■ **READING PASSAGE**
++++++++++++++++++++

Many current AI agents lack proper observability, which makes it hard to evaluate and fine-tune their performance in production. To solve this problem, we can instrument our agents with Open Telemetry and use powerful tools such as Prometheus, Grafana, and Datadog to bring transparency to their actions, but that's not all. We need to integrate them back into AI agents in a meaningful way.
We need something to provide the missing link by exporting telemetry data that can be used to observe not just the single POST request to openai.Completion.create
, but the entire task. With proper logging of the prompts and completions, we can generate end-to-end telemetry for complex agent actions, whether it's question answering, synthesis, or taking autonomous actions.
Imagine a conversational agent that answers questions using SQL in natural language. It accesses different datasources via a Router Agent and generates SQL queries, calls the DB to return a list of tuples that it then uses to generate a natural language response. If the database errors or the latency increases, we need to know whether it's the LLM, the generated SQL, or the DB that's causing the issue.
Open Telemetry can help us answer these questions and provide insight into the agent's complete actions and relate each component to each other. Once we have this information, we can improve our system engineering to make it more performant, robust, and alert on and detect incidents.
Well, what if this same telemetry data can be used for model-guided self-evaluation, making it the key to scalable model evaluation?

++++++++++++++++++++

■ **DATA UNDER STUDY**
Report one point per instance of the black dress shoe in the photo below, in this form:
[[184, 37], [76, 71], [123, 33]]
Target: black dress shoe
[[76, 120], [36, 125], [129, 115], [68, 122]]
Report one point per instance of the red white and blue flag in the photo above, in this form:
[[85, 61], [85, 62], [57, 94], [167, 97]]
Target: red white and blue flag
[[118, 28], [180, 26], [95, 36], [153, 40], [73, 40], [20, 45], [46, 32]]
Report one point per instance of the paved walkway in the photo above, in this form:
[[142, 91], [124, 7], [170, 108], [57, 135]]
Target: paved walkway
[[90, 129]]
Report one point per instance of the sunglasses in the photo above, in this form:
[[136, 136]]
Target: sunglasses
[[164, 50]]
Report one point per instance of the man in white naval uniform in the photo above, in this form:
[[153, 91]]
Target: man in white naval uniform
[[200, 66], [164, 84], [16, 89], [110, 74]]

++++++++++++++++++++

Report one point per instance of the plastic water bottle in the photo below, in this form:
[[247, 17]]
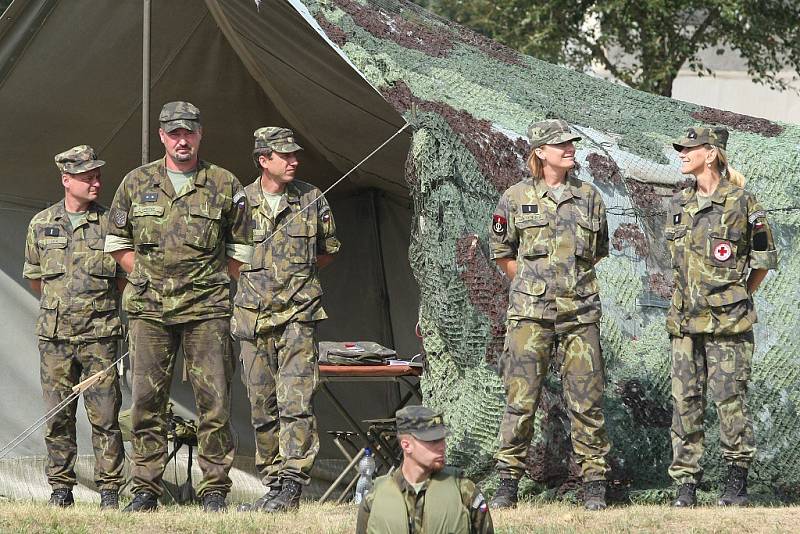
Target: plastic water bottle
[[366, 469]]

++++++++++++++++++++

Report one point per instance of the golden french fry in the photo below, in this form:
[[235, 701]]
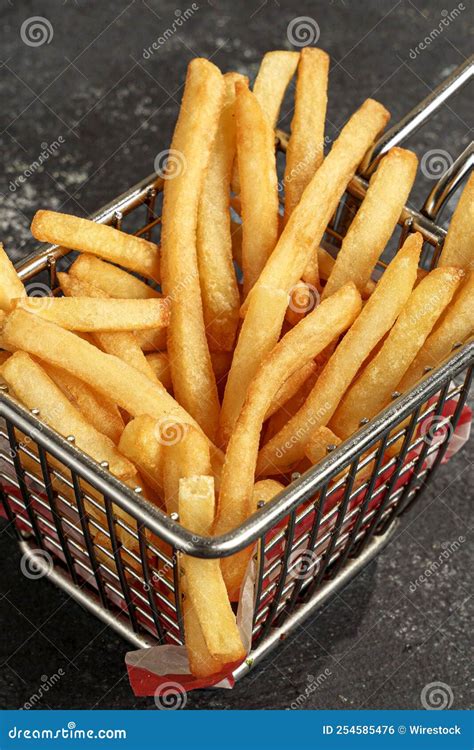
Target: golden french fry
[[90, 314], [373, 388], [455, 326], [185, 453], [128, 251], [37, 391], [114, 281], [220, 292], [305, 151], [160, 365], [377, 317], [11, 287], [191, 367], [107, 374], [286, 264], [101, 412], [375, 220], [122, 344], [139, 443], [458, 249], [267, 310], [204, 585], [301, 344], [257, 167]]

++++++++++++++++++++

■ **PROBLEM SET**
[1] In the text about AI agent observability, what does the conversational agent use to reach different datasources?
[2] From the text about AI agent observability, echo the part that opens with the words containing "Many current AI" and closes with "taking autonomous actions.".
[3] Proceed with the text about AI agent observability from where it stops.
You won't need the listing for any of this.

■ **ANSWERS FOR THE EXERCISE**
[1] A Router Agent.

[2]
Many current AI agents lack proper observability, which makes it hard to evaluate and fine-tune their performance in production. To solve this problem, we can instrument our agents with Open Telemetry and use powerful tools such as Prometheus, Grafana, and Datadog to bring transparency to their actions, but that's not all. We need to integrate them back into AI agents in a meaningful way.
We need something to provide the missing link by exporting telemetry data that can be used to observe not just the single POST request to openai.Completion.create
, but the entire task. With proper logging of the prompts and completions, we can generate end-to-end telemetry for complex agent actions, whether it's question answering, synthesis, or taking autonomous actions.

[3]
With the export of traces, it's could be possible to generate evaluations based on the complete call graph of the task. For example, given the entire span of the user journey, give me all events that resulted in p95 calls to the DB or the ones that threw errors. We can pass this data back into the LLM and say: “Given this entire tree of calls, return to me the set of data I need to finetune the components of this agent now that you know how the entire sequence of actions happened and their outcomes, give it to me in whatever format makes sense, give it to me.” It could, for example, rank retrieved documents for relevance versus misleading and improve the retrieval model specific for question answer tasks that matched some criteria. It could look at an error-correcting cycle of calls and generate the correct data to.
Maybe telemetry for AGI is just the detailed diary one uses for reflection and improvement? With the help of something as simple as good telemetry, we can gain true observability into agents' actions and build applications that generate end-to-end evaluations of complex agent actions, something that benefits both humans and computers.